RECORDS FOR THIS TASK »
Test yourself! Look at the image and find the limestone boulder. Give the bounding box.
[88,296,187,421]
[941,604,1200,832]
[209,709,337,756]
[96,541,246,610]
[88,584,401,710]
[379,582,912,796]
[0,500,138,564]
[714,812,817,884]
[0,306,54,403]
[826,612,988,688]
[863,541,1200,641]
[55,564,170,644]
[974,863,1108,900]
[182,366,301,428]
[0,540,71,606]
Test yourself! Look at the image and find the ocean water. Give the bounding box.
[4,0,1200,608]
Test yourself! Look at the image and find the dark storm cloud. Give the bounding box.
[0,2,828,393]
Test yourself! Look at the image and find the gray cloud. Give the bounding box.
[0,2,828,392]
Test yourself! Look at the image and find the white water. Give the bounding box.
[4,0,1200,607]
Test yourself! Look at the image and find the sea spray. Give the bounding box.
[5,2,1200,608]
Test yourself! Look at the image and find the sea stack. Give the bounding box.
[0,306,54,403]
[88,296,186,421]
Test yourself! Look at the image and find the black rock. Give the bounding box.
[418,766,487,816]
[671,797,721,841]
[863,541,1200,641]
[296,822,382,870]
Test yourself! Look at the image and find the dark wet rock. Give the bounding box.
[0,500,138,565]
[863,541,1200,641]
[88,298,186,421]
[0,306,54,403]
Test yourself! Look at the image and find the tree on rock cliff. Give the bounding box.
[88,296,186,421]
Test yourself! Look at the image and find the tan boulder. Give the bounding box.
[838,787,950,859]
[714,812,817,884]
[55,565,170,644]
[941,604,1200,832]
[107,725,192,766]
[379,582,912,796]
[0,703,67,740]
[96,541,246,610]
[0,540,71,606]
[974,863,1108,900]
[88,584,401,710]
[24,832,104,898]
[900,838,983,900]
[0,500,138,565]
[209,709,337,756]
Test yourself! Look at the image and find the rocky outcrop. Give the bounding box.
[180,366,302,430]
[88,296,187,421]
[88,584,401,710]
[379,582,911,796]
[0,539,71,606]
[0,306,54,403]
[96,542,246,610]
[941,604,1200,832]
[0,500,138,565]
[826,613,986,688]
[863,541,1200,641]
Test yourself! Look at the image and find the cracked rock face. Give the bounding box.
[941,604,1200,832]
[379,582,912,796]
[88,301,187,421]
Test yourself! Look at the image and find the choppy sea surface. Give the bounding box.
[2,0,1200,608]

WRITTEN REQUEST » Put the lines of the listing into a numbered list, beginning with the line that contains "Test yourself! Look at the image and find the black" and continuing through the final line of the listing. Skip any blank lines.

EXPECTED OUTPUT »
1. Test yourself! Look at the image and find the black rock. Give the bounding box.
2. [418,766,487,816]
3. [671,797,721,841]
4. [863,541,1200,641]
5. [296,822,382,870]
6. Test yourself! Look at the image and find the dark wet rock. Give the bounding box.
7. [0,500,138,565]
8. [863,541,1200,641]
9. [88,298,186,421]
10. [0,306,54,403]
11. Test yourself! Look at the image and find the tree on rock cliff. Give the bounding box.
12. [88,296,186,421]
13. Test yourself! Look at the image and find the tan boulder. Give the bounding box.
14. [838,787,950,859]
15. [714,812,817,884]
16. [55,565,170,644]
17. [941,604,1200,832]
18. [107,725,192,766]
19. [379,582,912,796]
20. [0,703,67,740]
21. [96,541,246,610]
22. [0,540,71,606]
23. [974,863,1108,900]
24. [88,584,401,710]
25. [24,832,104,898]
26. [900,838,983,900]
27. [0,500,138,565]
28. [209,709,337,756]
29. Test yourself! Look at the image and find the rocky outcrop. Give the bounding box.
30. [180,366,302,430]
31. [88,296,187,421]
32. [88,584,401,710]
33. [379,582,911,796]
34. [0,539,71,606]
35. [0,306,54,403]
36. [96,542,246,610]
37. [941,604,1200,832]
38. [0,500,138,565]
39. [826,613,986,688]
40. [863,541,1200,641]
41. Test yourself! Look at the image and find the cracked rock face. Give the bounding box.
42. [941,604,1200,832]
43. [379,582,912,796]
44. [88,301,187,421]
45. Test yourself! Look at the image and find the choppy sea surface. Give the bounding box.
46. [2,0,1200,608]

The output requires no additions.